━━━━━ RECORDS SUPPLIED
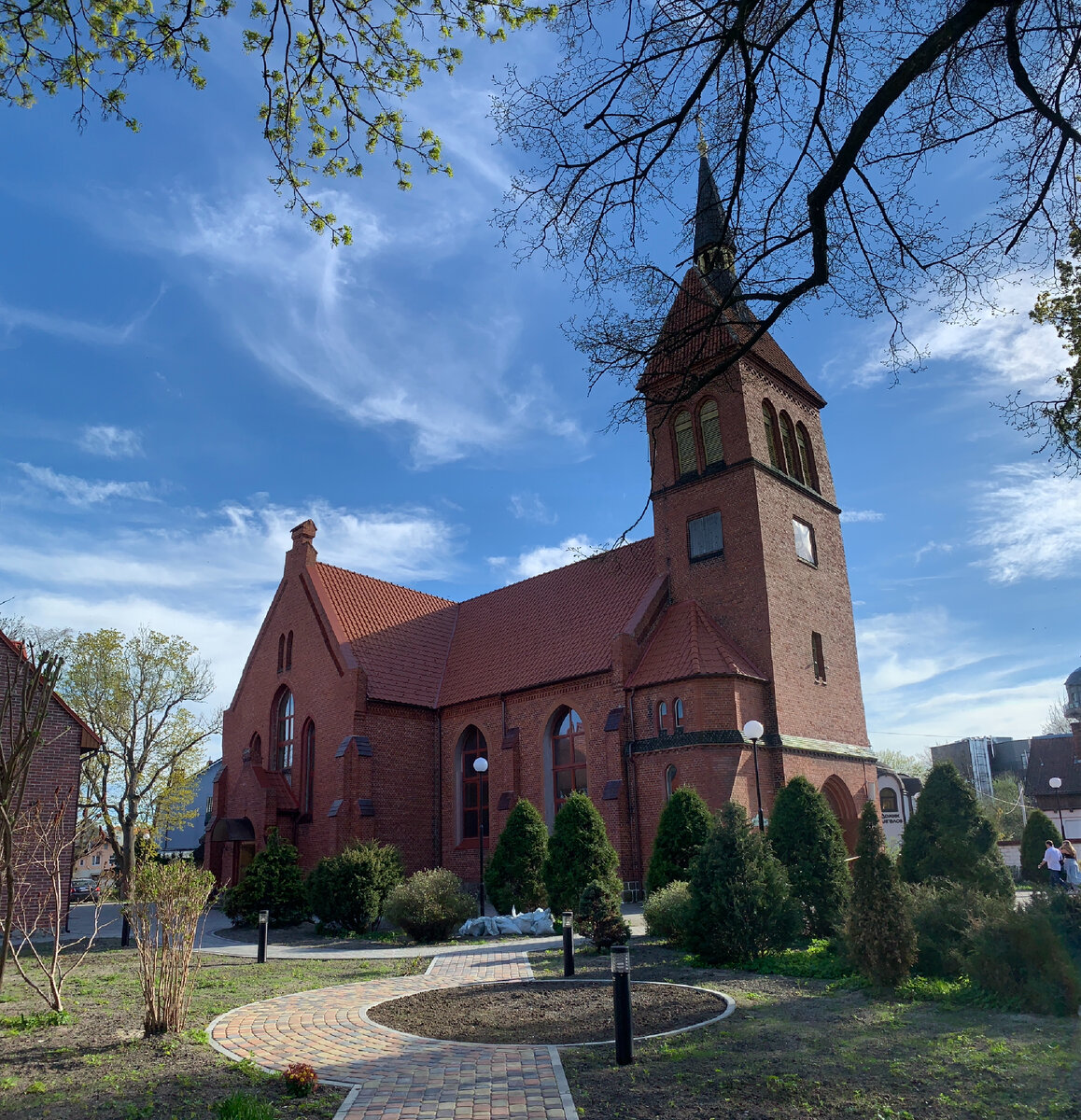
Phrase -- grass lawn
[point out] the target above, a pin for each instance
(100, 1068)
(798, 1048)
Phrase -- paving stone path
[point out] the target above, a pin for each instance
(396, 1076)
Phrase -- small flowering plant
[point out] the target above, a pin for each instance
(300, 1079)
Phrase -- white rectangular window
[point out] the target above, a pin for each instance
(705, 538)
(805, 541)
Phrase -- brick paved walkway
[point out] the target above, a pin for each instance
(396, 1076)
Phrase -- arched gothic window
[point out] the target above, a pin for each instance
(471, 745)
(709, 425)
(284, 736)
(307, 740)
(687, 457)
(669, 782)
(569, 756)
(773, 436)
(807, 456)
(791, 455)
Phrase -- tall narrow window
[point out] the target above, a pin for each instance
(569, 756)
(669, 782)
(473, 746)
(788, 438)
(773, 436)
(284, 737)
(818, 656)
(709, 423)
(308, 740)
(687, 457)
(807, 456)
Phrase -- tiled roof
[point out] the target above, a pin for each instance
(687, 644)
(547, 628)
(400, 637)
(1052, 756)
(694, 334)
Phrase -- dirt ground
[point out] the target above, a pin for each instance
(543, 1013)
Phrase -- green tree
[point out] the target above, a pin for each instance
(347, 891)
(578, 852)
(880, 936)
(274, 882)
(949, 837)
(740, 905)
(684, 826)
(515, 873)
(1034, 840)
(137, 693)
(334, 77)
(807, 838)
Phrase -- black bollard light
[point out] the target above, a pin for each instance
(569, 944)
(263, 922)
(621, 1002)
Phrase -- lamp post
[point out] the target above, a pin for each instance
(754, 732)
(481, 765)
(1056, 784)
━━━━━━━━━━
## YOUR ASSIGNMENT
A verbatim printout of the entries above is expected, free of pictures.

## EXERCISE RESULT
Phrase -- grass lawn
[point out] the target above, a pin for each instance
(100, 1068)
(798, 1048)
Phrase -- paving stone path
[point out] the target above, a pin for each instance
(396, 1076)
Phrase -- small flowering plant
[point out] the target above, a pin for each instance
(300, 1079)
Phrase -- white rectangular window
[point out] the target above, a pin for each instance
(705, 538)
(805, 541)
Phrase -- brick paved walkway
[point out] the target above, a pin for each instance
(396, 1076)
Phrase -- arched gothic window
[point out] the target above, a pin for each instance
(471, 745)
(709, 425)
(284, 736)
(307, 740)
(687, 457)
(669, 782)
(569, 756)
(773, 436)
(807, 456)
(791, 455)
Phrase -- tall narrow window
[point out] the target above, a pin for each instance
(569, 756)
(669, 782)
(473, 746)
(788, 438)
(773, 436)
(284, 737)
(818, 656)
(709, 423)
(308, 740)
(687, 457)
(807, 456)
Phrase -- tiled roof
[point out] the target above, a pin for each instance
(687, 644)
(547, 628)
(400, 637)
(1052, 756)
(694, 334)
Phrase -- dirt ground
[point out] the target above, a pin for each instance
(543, 1013)
Phrase -- green tree
[point out] the target above, a pin for each instance
(347, 891)
(578, 852)
(880, 936)
(274, 882)
(949, 837)
(740, 905)
(684, 826)
(515, 873)
(1034, 840)
(137, 693)
(334, 77)
(807, 838)
Phrase -- black bollard light
[point out] the target above, a pin for each instance
(569, 944)
(263, 922)
(621, 1002)
Phrase -- lamp post
[point out] the target above, a pin for each instance
(754, 732)
(481, 765)
(1056, 784)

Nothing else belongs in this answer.